:: AIM OF THE TASK ::
Which lines of the data hold the word "teal"? Copy all of them.

------------------------------------------------------------

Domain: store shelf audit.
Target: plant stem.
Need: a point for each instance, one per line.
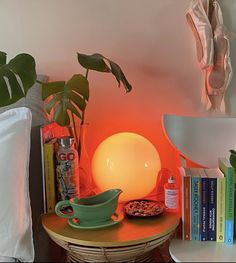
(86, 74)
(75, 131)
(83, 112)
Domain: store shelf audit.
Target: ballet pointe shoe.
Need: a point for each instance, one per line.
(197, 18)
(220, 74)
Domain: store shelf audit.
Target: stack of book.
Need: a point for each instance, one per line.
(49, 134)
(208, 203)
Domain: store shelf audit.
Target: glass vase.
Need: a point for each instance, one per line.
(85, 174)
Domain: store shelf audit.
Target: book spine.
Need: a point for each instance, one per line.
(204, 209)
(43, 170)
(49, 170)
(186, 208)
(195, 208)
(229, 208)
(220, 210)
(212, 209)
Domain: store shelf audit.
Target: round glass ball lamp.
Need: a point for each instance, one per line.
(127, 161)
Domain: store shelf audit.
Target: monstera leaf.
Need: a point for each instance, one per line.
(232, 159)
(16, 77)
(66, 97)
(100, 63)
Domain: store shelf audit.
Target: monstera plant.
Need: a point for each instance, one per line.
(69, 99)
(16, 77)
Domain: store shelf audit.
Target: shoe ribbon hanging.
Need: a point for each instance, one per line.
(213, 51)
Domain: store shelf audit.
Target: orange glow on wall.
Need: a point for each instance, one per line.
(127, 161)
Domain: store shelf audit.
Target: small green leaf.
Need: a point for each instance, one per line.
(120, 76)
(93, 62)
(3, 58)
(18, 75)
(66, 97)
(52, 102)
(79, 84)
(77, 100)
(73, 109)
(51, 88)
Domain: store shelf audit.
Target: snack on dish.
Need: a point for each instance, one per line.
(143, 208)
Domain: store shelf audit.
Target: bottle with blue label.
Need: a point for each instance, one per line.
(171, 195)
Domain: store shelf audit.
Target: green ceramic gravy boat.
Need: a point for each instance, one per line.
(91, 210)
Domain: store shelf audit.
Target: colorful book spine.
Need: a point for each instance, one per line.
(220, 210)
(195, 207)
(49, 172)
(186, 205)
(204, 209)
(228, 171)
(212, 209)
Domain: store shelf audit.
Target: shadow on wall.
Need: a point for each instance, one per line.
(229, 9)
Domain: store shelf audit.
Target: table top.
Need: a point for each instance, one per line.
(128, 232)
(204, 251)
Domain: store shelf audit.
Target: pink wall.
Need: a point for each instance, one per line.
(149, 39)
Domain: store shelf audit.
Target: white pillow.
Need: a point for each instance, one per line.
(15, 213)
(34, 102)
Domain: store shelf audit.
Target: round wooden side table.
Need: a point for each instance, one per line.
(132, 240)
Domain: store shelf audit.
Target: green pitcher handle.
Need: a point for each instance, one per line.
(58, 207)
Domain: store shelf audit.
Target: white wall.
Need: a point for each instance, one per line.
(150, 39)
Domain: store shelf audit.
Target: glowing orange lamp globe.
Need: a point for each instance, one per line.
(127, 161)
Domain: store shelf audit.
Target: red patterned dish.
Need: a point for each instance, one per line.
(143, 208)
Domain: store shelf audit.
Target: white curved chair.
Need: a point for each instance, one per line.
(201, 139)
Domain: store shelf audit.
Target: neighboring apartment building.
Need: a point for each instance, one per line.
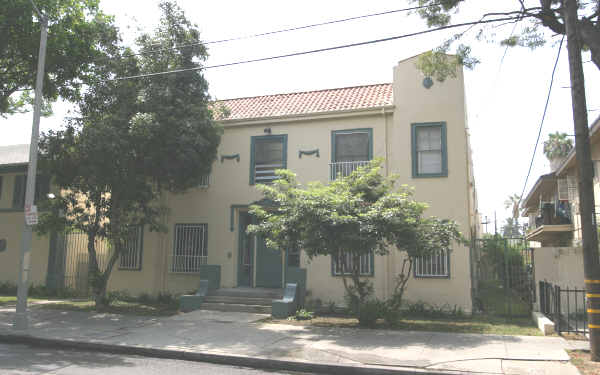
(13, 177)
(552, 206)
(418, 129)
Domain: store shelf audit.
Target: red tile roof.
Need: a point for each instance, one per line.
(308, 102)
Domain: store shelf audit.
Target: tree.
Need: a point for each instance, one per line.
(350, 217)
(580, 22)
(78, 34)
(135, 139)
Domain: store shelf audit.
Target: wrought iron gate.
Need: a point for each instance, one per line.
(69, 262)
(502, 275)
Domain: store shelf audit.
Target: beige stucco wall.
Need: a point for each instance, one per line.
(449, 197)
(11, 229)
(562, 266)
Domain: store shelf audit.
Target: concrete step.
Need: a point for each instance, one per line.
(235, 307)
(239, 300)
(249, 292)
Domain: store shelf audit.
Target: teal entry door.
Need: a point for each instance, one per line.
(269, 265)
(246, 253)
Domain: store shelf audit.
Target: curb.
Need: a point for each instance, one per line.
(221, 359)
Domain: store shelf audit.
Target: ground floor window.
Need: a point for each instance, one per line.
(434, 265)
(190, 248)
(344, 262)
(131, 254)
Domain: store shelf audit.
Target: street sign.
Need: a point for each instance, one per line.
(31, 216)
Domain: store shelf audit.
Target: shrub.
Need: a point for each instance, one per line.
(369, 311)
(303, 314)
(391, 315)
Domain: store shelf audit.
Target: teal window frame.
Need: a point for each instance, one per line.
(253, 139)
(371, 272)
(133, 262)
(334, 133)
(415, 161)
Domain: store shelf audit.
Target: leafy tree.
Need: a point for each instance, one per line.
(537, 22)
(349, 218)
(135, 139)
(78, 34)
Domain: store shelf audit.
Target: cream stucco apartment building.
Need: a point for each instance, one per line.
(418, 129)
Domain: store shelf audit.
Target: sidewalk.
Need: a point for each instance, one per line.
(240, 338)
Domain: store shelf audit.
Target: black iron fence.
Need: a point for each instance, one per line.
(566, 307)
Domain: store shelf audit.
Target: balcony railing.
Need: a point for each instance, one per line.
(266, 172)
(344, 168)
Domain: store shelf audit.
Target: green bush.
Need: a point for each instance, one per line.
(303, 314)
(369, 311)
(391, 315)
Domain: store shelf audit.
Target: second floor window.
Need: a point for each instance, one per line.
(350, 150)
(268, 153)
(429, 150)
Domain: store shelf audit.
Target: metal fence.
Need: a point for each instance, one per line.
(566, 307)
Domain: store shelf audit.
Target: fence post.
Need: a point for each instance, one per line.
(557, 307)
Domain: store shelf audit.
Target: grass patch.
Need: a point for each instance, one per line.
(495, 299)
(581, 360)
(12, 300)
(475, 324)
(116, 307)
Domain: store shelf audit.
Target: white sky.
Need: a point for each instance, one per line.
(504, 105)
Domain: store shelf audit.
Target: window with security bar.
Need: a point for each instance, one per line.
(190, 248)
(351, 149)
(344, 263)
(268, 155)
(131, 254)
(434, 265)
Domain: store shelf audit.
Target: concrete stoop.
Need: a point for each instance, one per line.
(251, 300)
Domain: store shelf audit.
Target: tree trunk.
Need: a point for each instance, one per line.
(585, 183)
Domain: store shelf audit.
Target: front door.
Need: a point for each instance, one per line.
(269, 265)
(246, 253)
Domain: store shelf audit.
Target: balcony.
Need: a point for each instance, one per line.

------------------------------------------------------------

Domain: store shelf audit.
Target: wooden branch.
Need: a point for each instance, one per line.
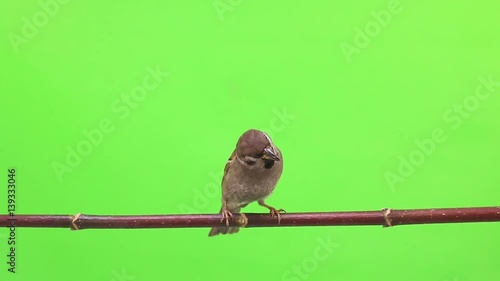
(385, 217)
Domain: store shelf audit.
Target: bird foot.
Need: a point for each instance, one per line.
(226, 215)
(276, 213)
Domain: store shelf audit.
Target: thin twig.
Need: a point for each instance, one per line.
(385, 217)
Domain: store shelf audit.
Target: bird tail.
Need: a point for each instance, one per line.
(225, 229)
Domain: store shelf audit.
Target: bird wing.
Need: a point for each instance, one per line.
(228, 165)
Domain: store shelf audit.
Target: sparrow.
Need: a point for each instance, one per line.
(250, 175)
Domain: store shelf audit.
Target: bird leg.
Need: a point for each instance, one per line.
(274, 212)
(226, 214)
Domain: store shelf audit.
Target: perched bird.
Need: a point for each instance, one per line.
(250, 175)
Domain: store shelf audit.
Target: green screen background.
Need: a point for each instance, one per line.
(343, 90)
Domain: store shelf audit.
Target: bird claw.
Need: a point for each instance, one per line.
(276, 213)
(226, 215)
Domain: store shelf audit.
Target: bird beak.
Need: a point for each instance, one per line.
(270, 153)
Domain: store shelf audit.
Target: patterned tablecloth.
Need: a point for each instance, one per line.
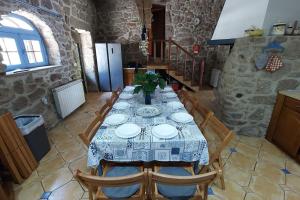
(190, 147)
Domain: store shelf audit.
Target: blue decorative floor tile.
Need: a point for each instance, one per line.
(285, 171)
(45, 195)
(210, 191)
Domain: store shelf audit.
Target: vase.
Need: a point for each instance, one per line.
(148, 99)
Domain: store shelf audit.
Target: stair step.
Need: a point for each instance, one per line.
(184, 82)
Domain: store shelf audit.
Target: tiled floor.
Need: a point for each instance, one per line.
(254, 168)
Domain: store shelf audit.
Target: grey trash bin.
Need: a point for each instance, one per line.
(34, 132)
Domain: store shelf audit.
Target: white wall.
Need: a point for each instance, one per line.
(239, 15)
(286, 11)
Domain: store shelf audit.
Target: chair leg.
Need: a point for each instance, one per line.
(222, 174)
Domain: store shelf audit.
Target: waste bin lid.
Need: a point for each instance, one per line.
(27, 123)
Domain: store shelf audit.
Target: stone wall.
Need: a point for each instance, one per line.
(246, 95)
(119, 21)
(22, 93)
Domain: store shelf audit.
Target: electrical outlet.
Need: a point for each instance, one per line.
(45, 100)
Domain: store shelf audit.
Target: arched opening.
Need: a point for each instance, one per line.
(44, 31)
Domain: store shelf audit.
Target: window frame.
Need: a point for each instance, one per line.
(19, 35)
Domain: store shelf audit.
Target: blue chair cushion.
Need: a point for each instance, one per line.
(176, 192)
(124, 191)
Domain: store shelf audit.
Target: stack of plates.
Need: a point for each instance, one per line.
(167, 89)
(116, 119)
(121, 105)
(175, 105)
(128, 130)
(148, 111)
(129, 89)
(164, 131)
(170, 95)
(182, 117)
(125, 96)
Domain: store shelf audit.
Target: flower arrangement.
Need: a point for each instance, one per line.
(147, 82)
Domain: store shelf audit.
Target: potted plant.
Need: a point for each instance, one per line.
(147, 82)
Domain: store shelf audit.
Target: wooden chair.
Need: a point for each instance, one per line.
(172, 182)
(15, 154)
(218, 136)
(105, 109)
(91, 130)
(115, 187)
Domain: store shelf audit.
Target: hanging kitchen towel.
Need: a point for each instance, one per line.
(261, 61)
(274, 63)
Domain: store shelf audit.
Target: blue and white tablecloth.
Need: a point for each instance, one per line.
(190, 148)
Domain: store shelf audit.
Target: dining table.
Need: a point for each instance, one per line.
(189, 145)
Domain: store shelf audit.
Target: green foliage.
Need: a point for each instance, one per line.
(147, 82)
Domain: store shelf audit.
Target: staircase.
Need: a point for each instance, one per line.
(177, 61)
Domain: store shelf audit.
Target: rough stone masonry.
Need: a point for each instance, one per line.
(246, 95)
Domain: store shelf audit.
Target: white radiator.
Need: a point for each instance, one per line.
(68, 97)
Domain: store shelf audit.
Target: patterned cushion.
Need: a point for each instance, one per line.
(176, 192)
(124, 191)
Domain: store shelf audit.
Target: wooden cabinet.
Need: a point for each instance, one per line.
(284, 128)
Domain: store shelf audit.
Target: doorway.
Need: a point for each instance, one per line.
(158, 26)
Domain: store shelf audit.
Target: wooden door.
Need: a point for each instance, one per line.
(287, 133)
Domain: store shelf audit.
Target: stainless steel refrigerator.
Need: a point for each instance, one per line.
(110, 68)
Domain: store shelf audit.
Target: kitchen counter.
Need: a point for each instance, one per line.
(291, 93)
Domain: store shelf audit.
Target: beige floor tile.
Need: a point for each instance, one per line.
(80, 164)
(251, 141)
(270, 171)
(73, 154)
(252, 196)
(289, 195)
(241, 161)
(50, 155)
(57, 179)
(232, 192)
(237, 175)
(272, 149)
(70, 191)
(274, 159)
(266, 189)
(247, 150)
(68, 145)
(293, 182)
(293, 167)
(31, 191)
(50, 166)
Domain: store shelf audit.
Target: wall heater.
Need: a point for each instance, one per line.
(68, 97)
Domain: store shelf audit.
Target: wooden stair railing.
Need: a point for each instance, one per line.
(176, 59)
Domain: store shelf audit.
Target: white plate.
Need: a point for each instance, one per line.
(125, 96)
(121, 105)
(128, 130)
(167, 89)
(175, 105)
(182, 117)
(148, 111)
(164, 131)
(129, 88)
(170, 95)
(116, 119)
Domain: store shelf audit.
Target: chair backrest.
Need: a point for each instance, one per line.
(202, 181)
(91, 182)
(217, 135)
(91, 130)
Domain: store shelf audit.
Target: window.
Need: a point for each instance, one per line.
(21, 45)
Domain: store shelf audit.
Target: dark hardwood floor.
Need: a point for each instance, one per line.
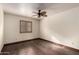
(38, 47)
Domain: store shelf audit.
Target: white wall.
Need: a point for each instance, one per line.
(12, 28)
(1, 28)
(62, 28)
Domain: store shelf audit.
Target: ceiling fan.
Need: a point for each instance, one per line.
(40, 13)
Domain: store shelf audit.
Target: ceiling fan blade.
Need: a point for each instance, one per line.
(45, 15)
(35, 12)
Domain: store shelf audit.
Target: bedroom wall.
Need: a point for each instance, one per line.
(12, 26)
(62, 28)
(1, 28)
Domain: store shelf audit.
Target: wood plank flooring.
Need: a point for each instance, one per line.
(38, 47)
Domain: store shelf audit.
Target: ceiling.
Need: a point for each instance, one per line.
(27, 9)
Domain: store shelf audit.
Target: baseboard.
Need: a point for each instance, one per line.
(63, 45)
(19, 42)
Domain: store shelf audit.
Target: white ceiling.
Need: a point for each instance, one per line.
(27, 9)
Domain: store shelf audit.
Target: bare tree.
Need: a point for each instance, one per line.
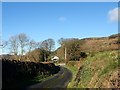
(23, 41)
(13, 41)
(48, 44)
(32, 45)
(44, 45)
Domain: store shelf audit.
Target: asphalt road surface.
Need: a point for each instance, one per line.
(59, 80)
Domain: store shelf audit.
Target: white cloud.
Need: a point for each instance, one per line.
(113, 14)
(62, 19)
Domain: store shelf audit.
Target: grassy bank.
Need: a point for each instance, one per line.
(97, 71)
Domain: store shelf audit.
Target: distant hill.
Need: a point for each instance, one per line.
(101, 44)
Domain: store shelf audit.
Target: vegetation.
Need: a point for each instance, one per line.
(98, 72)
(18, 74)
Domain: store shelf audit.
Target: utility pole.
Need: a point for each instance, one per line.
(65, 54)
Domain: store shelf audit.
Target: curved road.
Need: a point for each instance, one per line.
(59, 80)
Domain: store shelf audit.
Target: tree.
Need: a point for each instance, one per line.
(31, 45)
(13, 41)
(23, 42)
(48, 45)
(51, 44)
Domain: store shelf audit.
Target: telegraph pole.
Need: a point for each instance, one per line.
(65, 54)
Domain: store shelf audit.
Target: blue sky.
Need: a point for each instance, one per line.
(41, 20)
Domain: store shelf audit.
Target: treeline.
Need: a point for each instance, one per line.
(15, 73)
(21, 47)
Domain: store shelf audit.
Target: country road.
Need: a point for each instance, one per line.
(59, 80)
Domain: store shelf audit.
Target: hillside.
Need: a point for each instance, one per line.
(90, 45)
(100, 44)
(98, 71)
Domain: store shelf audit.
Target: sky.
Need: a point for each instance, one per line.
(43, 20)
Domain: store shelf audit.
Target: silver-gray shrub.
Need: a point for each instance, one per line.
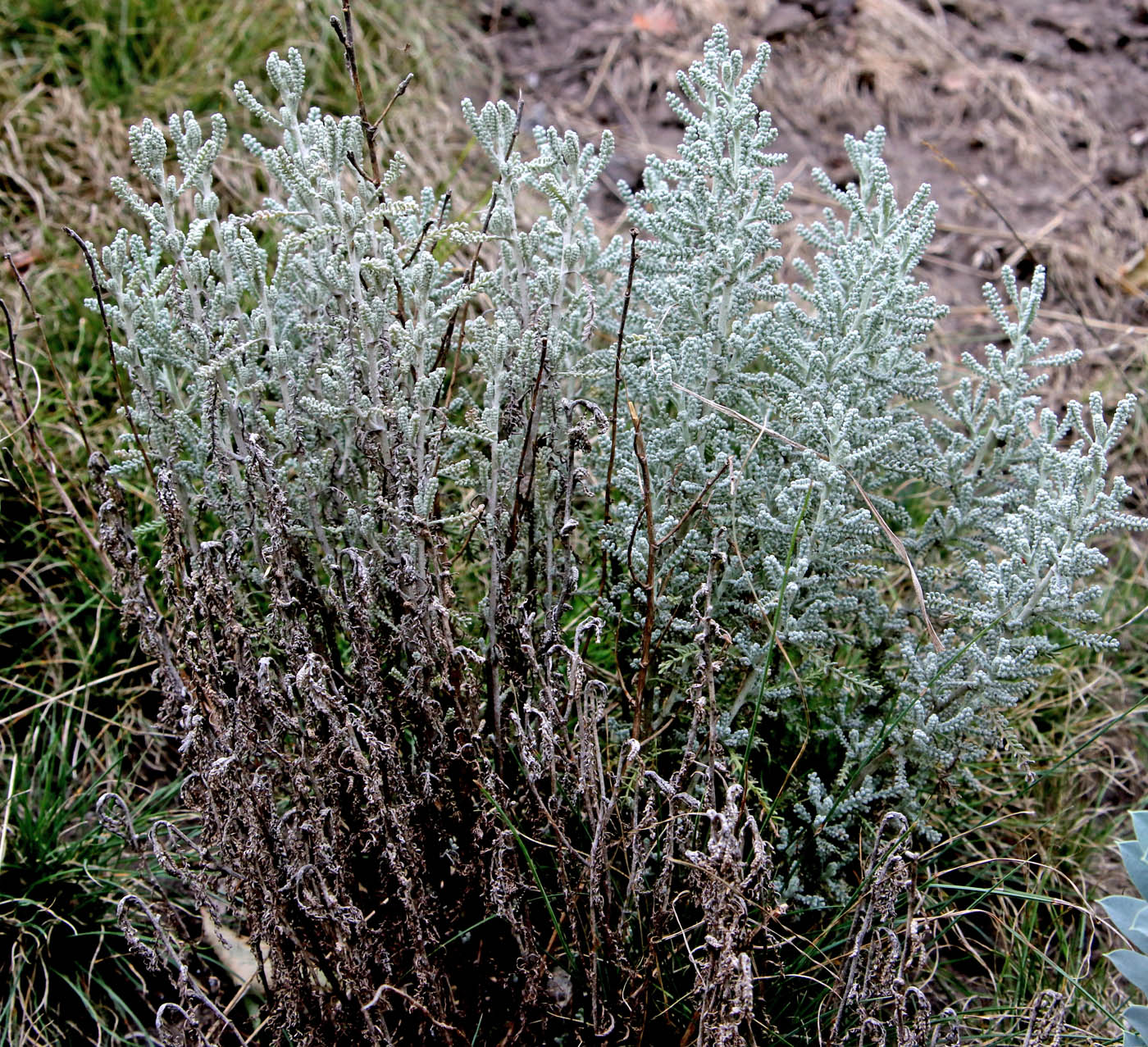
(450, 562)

------------------------------------------------------------

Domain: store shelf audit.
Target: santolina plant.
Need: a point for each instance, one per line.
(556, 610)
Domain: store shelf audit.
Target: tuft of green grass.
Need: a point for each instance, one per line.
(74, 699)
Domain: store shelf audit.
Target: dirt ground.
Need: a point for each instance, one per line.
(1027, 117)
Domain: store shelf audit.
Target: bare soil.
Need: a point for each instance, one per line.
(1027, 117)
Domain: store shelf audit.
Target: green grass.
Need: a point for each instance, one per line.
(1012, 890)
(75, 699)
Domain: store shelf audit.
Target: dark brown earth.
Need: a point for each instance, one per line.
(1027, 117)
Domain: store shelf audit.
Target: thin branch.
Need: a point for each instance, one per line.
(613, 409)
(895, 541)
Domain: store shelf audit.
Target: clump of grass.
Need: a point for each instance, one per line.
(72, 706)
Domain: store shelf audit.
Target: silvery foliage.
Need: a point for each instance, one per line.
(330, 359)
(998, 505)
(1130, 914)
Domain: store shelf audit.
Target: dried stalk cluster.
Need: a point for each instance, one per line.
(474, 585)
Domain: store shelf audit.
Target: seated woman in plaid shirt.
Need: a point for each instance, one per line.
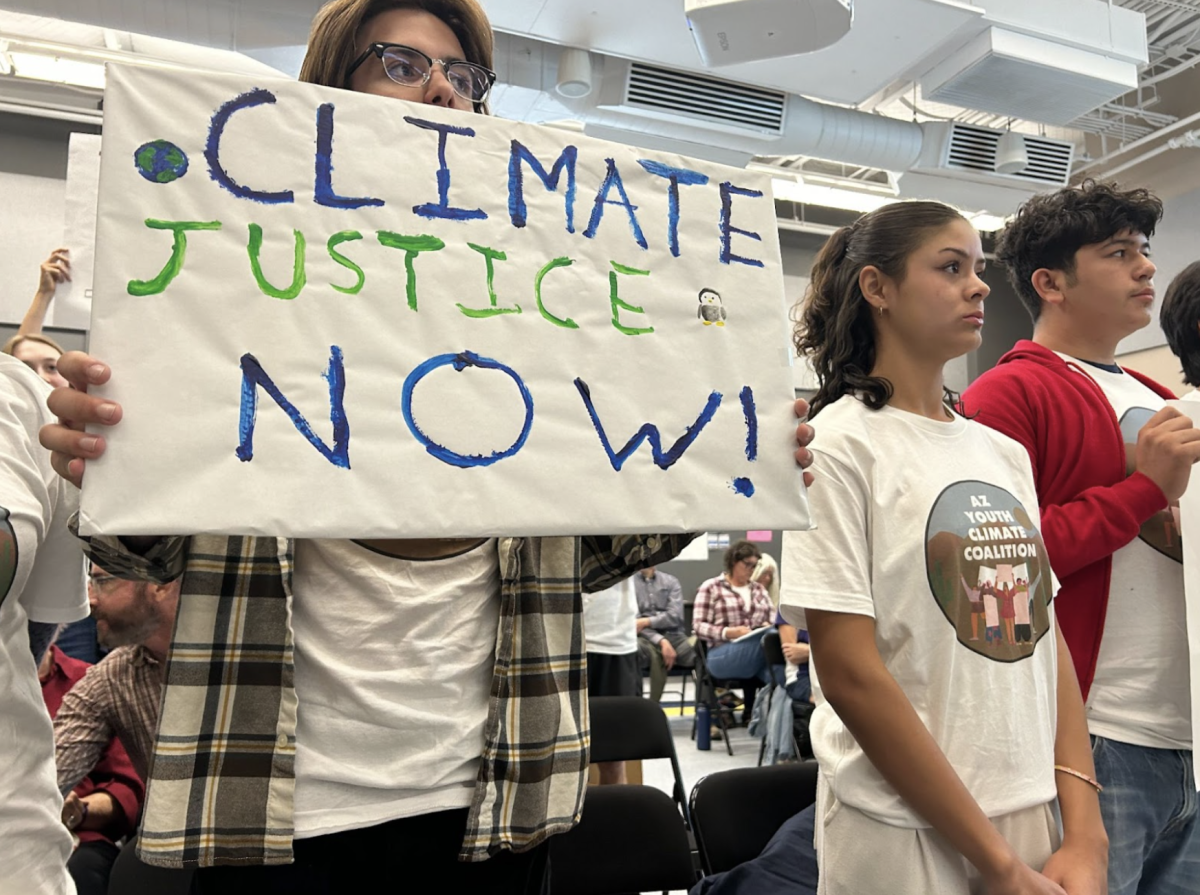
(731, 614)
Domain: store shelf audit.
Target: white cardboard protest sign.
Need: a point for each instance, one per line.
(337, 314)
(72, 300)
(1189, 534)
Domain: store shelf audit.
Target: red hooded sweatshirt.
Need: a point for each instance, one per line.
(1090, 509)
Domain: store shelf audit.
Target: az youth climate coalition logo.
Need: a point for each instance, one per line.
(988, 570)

------------------------------------------------------------

:: SOLUTION TO THIS TASK ::
Target: teal entry door.
Target: teal window frame.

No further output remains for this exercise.